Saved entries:
+++
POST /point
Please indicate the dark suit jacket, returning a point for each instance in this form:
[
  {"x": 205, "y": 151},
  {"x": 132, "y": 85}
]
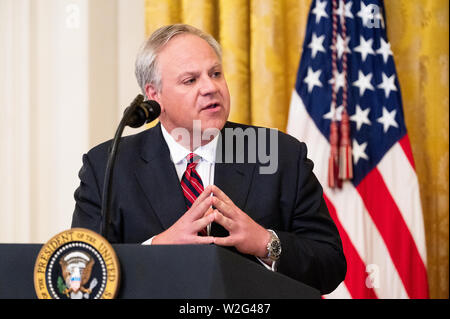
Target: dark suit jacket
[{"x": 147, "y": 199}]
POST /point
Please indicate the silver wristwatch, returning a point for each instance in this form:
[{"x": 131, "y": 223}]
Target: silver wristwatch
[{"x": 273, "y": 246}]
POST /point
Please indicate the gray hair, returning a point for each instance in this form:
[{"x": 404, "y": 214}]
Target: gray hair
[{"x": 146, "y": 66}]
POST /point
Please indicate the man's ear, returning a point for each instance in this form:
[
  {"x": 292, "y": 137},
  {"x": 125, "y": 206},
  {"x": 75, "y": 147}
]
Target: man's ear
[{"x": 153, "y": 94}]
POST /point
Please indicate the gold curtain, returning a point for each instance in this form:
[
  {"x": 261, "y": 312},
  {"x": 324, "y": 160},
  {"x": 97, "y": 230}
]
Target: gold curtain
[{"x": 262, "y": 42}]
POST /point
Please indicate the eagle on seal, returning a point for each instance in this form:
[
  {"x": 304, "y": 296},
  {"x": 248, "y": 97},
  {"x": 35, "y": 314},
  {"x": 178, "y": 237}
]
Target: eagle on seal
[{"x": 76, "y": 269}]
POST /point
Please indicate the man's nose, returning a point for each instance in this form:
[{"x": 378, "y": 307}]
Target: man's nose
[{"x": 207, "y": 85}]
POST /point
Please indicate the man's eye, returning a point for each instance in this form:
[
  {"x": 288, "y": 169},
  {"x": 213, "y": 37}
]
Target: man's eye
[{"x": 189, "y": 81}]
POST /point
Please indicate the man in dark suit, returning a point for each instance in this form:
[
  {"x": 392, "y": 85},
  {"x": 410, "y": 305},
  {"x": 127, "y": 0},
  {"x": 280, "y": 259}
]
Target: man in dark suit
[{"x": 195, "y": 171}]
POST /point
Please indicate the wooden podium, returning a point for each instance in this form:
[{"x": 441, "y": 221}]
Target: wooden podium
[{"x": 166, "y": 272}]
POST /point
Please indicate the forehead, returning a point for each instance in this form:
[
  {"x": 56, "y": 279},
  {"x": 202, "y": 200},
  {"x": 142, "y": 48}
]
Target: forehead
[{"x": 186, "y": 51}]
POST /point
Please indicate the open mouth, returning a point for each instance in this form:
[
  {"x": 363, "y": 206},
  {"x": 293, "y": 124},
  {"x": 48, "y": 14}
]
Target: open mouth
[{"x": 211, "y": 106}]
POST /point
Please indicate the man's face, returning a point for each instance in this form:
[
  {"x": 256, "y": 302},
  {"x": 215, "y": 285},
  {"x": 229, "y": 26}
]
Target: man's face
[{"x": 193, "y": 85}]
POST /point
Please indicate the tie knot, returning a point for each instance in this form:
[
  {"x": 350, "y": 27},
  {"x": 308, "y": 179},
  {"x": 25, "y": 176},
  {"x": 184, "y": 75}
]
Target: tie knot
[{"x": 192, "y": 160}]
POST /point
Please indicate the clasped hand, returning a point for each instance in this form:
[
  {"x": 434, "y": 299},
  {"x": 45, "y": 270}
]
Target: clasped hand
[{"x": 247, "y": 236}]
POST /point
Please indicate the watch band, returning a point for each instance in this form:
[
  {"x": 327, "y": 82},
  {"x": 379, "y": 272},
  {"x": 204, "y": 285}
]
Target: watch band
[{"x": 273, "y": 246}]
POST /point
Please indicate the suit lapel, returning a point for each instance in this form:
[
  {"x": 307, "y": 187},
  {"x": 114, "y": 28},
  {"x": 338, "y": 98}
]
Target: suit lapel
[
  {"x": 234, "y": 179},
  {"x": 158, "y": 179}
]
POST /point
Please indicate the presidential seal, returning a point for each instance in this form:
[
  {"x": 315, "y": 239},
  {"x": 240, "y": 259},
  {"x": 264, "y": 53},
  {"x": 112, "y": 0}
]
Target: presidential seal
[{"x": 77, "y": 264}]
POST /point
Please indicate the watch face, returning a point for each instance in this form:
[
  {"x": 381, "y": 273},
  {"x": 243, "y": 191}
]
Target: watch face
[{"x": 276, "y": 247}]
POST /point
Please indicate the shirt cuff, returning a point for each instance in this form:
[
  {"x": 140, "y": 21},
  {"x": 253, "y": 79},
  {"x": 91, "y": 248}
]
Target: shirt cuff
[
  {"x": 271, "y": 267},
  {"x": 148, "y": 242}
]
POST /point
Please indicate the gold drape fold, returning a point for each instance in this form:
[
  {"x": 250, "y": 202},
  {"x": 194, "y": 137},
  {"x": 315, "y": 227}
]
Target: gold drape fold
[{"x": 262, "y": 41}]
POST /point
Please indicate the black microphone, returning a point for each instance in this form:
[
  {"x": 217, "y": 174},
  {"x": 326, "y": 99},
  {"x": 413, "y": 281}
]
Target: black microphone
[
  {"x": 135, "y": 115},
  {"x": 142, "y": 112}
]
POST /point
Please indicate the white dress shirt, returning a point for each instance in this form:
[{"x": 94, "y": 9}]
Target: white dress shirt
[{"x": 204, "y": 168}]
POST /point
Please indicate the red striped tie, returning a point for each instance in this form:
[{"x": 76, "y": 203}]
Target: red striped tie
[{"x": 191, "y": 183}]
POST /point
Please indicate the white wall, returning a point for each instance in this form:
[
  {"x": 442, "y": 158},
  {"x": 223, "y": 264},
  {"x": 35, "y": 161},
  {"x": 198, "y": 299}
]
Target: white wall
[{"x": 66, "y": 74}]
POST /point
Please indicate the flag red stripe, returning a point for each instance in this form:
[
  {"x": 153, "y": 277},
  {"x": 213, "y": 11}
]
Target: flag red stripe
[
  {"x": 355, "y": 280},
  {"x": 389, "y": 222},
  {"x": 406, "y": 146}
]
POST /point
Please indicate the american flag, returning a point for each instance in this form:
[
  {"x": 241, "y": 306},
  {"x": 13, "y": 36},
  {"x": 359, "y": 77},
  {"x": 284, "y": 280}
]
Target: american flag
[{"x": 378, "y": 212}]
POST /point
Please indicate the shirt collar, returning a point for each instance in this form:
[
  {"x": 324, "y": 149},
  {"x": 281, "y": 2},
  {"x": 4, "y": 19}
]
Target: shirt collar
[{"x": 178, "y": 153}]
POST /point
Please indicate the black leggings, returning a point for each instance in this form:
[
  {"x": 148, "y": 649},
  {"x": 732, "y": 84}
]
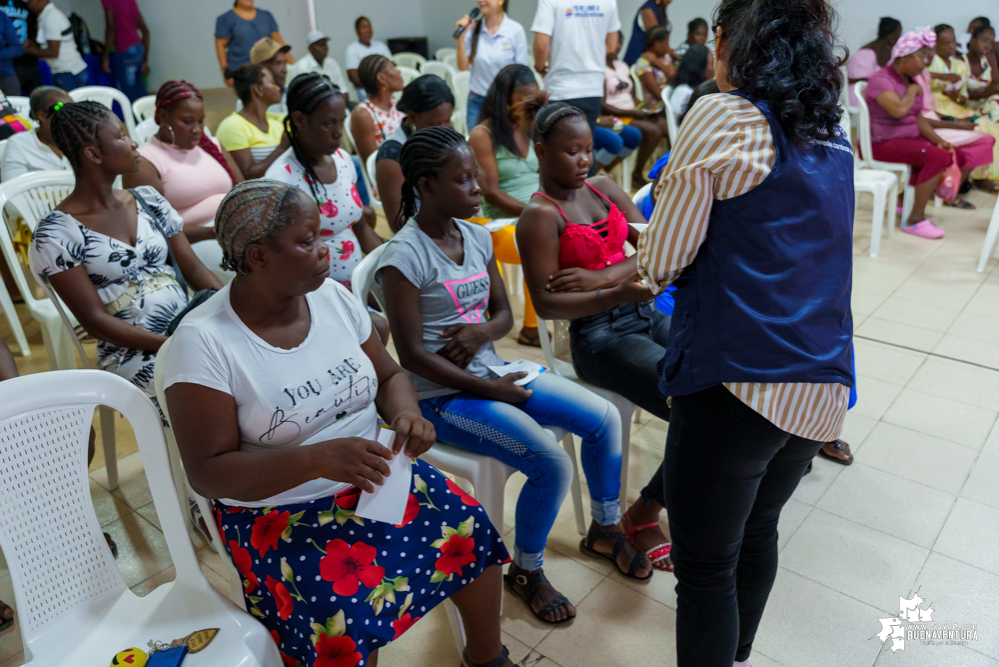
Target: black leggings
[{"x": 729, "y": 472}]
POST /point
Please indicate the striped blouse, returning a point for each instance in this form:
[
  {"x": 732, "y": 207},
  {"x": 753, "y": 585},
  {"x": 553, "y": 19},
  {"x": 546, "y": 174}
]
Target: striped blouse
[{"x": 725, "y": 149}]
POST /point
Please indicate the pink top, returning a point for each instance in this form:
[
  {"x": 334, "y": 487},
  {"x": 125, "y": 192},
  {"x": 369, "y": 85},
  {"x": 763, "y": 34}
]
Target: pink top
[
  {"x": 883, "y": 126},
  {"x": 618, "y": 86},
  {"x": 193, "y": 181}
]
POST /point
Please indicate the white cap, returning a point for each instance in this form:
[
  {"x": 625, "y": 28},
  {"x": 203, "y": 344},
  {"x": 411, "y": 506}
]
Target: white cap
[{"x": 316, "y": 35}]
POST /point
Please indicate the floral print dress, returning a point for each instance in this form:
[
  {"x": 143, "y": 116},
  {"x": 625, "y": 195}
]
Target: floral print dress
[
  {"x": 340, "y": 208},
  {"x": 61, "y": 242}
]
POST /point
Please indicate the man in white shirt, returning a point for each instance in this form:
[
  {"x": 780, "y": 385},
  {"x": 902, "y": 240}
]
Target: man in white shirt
+++
Exercise brief: For each record above, write it out exactly and omit any picture.

Expected answer:
POST /point
Please indicate the dark suit jacket, returning a point for each instance in this form:
[
  {"x": 205, "y": 151},
  {"x": 132, "y": 85}
]
Target: dark suit jacket
[{"x": 147, "y": 199}]
POST /point
Please indicate the silver wristwatch, returning a point for each instance in this form:
[{"x": 131, "y": 223}]
Target: silver wristwatch
[{"x": 273, "y": 246}]
POST /point
Please indicate the gray hair, returning a point for each instance in this form:
[{"x": 404, "y": 214}]
Target: gray hair
[{"x": 146, "y": 66}]
POST /point
Please indicate the man's ear, returning a point for each instance in this form:
[
  {"x": 292, "y": 137},
  {"x": 125, "y": 206},
  {"x": 75, "y": 147}
]
Target: man's ear
[{"x": 153, "y": 94}]
POST /point
Please indicate the gold curtain, returning a point for each instance in this form:
[
  {"x": 261, "y": 312},
  {"x": 324, "y": 160},
  {"x": 97, "y": 230}
]
Target: gold curtain
[{"x": 262, "y": 42}]
POST /point
Please indicate the eagle on seal, returning a point for each instance in this form:
[
  {"x": 304, "y": 296},
  {"x": 248, "y": 97},
  {"x": 35, "y": 314},
  {"x": 178, "y": 237}
]
Target: eagle on seal
[{"x": 76, "y": 269}]
POST /point
Please indicate the man's nose, returning a point for each instance in this form:
[{"x": 378, "y": 307}]
Target: man's nose
[{"x": 207, "y": 85}]
POST /point
Please indicate the man's eye, returning a point for each instance in this form:
[
  {"x": 288, "y": 169},
  {"x": 213, "y": 37}
]
Target: man's eye
[{"x": 189, "y": 81}]
POST /point
Please indicate the man in dark suit, returning a point for each instance in this form:
[
  {"x": 392, "y": 85},
  {"x": 410, "y": 305},
  {"x": 127, "y": 0},
  {"x": 280, "y": 259}
]
Target: man in dark suit
[{"x": 195, "y": 171}]
POST /point
Please indicate the wooden podium, returning a point for each instance in this form:
[{"x": 441, "y": 221}]
Target: wooden podium
[{"x": 166, "y": 272}]
POST /point
Please indicate the forehead, returning a point for each instance in this form:
[
  {"x": 56, "y": 279},
  {"x": 202, "y": 200},
  {"x": 142, "y": 48}
]
Target: forehead
[{"x": 186, "y": 51}]
POST /point
Please indicate the open mouth, returning a point for each instance in this form:
[
  {"x": 363, "y": 206},
  {"x": 293, "y": 124},
  {"x": 48, "y": 14}
]
Target: open mouth
[{"x": 211, "y": 106}]
POST /point
Please indicate the man's face, returning a point for each instance in this form:
[
  {"x": 256, "y": 302},
  {"x": 215, "y": 285},
  {"x": 229, "y": 26}
]
Target: man's face
[{"x": 193, "y": 85}]
POST /point
Please indicate the tie knot, returning a point for each instance in this form:
[
  {"x": 350, "y": 27},
  {"x": 308, "y": 179},
  {"x": 25, "y": 176},
  {"x": 184, "y": 75}
]
Target: tie knot
[{"x": 192, "y": 160}]
POST /point
Please indicate the clasped hand, returning a point for each instance in this form:
[
  {"x": 434, "y": 299},
  {"x": 45, "y": 270}
]
Target: clasped hand
[{"x": 247, "y": 236}]
POST /point
Please indicate the watch band, returning a point for each instance in this form:
[
  {"x": 327, "y": 82},
  {"x": 379, "y": 272},
  {"x": 204, "y": 285}
]
Target: watch band
[{"x": 273, "y": 246}]
POST /point
Please indicate the suit lapel, returning a point for each instance in this form:
[
  {"x": 307, "y": 187},
  {"x": 114, "y": 28},
  {"x": 338, "y": 98}
]
Target: suit lapel
[
  {"x": 234, "y": 179},
  {"x": 158, "y": 179}
]
POST /point
Please indicate the presidential seal, returning a point for each instance in this form:
[
  {"x": 315, "y": 239},
  {"x": 240, "y": 259},
  {"x": 264, "y": 53},
  {"x": 112, "y": 0}
]
Target: presidential seal
[{"x": 77, "y": 264}]
POST /point
Please indicate the watch face, returning a point for each instance in this form:
[
  {"x": 381, "y": 273},
  {"x": 243, "y": 191}
]
Target: watch face
[{"x": 276, "y": 247}]
POST /point
Please indicate the shirt cuff, returning a point for each instance in this form:
[
  {"x": 140, "y": 21},
  {"x": 253, "y": 79},
  {"x": 91, "y": 248}
]
Target: shirt cuff
[
  {"x": 271, "y": 267},
  {"x": 148, "y": 242}
]
POST /point
Please indicate the gold drape fold, returning a point for each instance in this form:
[
  {"x": 250, "y": 202},
  {"x": 194, "y": 137},
  {"x": 315, "y": 227}
]
Target: gold drape fold
[{"x": 262, "y": 41}]
POST /point
Please indicate the black microphone, returning a point for each instance in this form:
[
  {"x": 217, "y": 174},
  {"x": 326, "y": 99},
  {"x": 413, "y": 281}
]
Target: black microphone
[
  {"x": 135, "y": 115},
  {"x": 142, "y": 112}
]
POST /point
Please indicate the white dress shirt, returning a point for each instance in this form:
[{"x": 94, "y": 9}]
Target: white dress shirt
[{"x": 204, "y": 168}]
POST /point
Please indicate the red striped tie, returning a point for each instance in this form:
[{"x": 76, "y": 203}]
Target: red striped tie
[{"x": 191, "y": 183}]
POST /point
Please indicate the white wall, returning a point for each instance in this form:
[
  {"x": 442, "y": 158},
  {"x": 223, "y": 264},
  {"x": 35, "y": 161},
  {"x": 198, "y": 299}
]
Target: white wall
[{"x": 66, "y": 74}]
POST /point
Please indicate the flag red stripe, returning a point for each instance in this form:
[
  {"x": 153, "y": 277},
  {"x": 213, "y": 11}
]
Target: flag red stripe
[
  {"x": 355, "y": 280},
  {"x": 389, "y": 222},
  {"x": 406, "y": 146}
]
POST /point
Please indicate the american flag, returning a point for each instance in this form:
[
  {"x": 241, "y": 306},
  {"x": 13, "y": 36},
  {"x": 359, "y": 77},
  {"x": 284, "y": 280}
]
Target: american flag
[{"x": 378, "y": 212}]
POST /point
Please indicate the shirt collar, returning a point for each instance in this form:
[
  {"x": 324, "y": 149},
  {"x": 281, "y": 2},
  {"x": 4, "y": 19}
]
Target: shirt collar
[{"x": 178, "y": 153}]
POST /point
Please indicate the black leggings, returning a point for each instance in this form:
[
  {"x": 148, "y": 649},
  {"x": 732, "y": 84}
]
Target: black leggings
[{"x": 729, "y": 472}]
POST /point
Please indicate the striped blouse, returning a point for each instance in this form:
[
  {"x": 732, "y": 207},
  {"x": 753, "y": 585},
  {"x": 553, "y": 19},
  {"x": 546, "y": 174}
]
Target: striped blouse
[{"x": 725, "y": 149}]
POST /point
Please indicate the pink top, returning a point for each instance in this form:
[
  {"x": 334, "y": 487},
  {"x": 125, "y": 192},
  {"x": 369, "y": 85},
  {"x": 763, "y": 34}
]
Target: pink top
[
  {"x": 883, "y": 126},
  {"x": 618, "y": 86},
  {"x": 193, "y": 181}
]
POST /point
Please indicate the white cap, returning a point for each instance in this form:
[
  {"x": 625, "y": 28},
  {"x": 203, "y": 344},
  {"x": 411, "y": 506}
]
Target: white cap
[{"x": 316, "y": 35}]
POST /point
Please indicate the floral print dress, returning a point for each instance in this form:
[
  {"x": 143, "y": 116},
  {"x": 625, "y": 195}
]
Target: floral print dress
[
  {"x": 340, "y": 208},
  {"x": 61, "y": 242}
]
POST /point
Please indicate the man in white shirt, returning a point for each instance in this form:
[
  {"x": 780, "y": 385},
  {"x": 902, "y": 240}
]
Target: man in white shirt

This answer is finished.